- [Source document]:
⁂
There’s a problem with calling it the “American Jobs Plan.” It would actually cost the American economy about 100,000 jobs, according to the Tax Foundation.
Hundreds of billions of dollars would be spent on non-infrastructure items like climate change, child care, “income equality” schemes and other programs totally unrelated to infrastructure. And yet, the big problem for the American Jobs Plan is in raising corporate tax rates.
The Tax Foundation looked at both job creation in the spending programs and job loss through higher taxes. To no one’s surprise, they don’t balance out.
This finding is all the more damning since the Tax Foundation analysis relies on conventional assumptions about multipliers. Per the Congressional Budget Office, that most inside-Washington of inside-Washington economic establishments, the report assumes a 5 percent return for the Jobs Plan’s public investments, and a long-run increase in GDP of about 0.3 percent as a result of boosted infrastructure spending. If you build it, the economy will grow—or at least that is what this report assumes.
⁂
- [Available data]:
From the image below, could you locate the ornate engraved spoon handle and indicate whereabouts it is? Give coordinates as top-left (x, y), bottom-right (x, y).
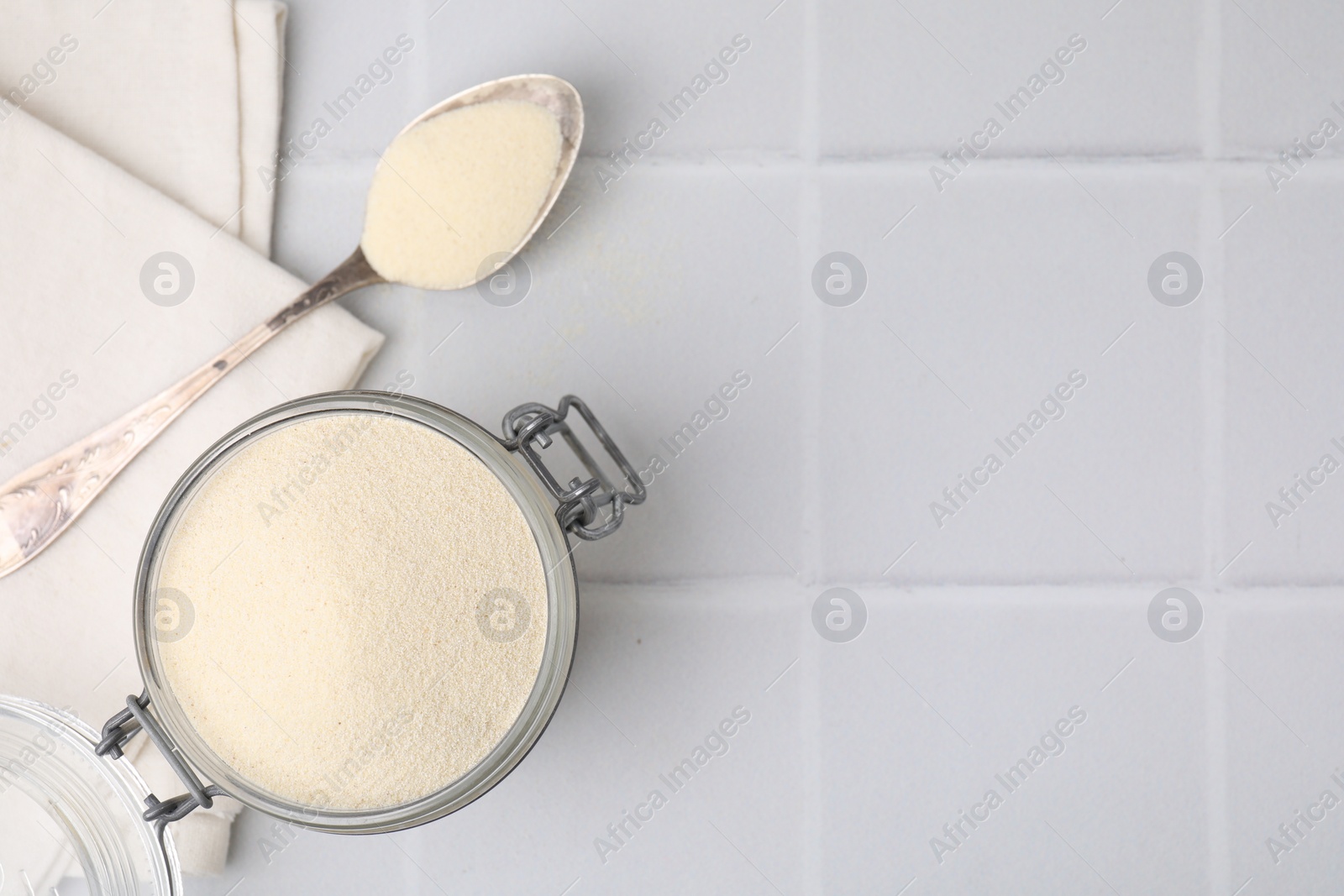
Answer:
top-left (0, 249), bottom-right (385, 576)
⁂
- [Given instruction]:
Carry the commentary on the American Jobs Plan's projected job losses forward from its final sentence.

- [Task response]:
If you tax it, on the other hand, the results are rather different. And that’s where the problems begin. According to the Tax Foundation report, the “positive economic effect is entirely offset by the increase in corporate taxation, resulting in less corporate investment which reduces GDP by 0.5 percent in the long run, reduces wages by 0.5 percent, and eliminates 101,000 full-time equivalent jobs. Gross national product (GNP), a measure of American incomes, falls by 0.3 percent in the long run—somewhat smaller than the drop in GDP—as the combination of permanent tax increases and temporary spending would in the long run reduce the deficit and payments to foreign owners of the federal debt.” Ah.
The White House sorta, kinda forgot that raising taxes will cost jobs. That’s convenient when you’re trying to sell a multi-trillion plan to Congress but hardly the point when it comes to real economic growth.
That’s the big takeaway from a recent analysis by the center-right Tax Foundation, which found that the “the combined effects of the tax changes and spending would reduce U.S. gross domestic product (GDP) in the long run by 0.5 percent and result in 101,000 fewer U.S. jobs.” So: A smaller economy and fewer domestic jobs. Take that, China!
But how else can we even partially fund all those green initiatives? Or pay for everyone’s child care? Or pay off Democratic voting blocs?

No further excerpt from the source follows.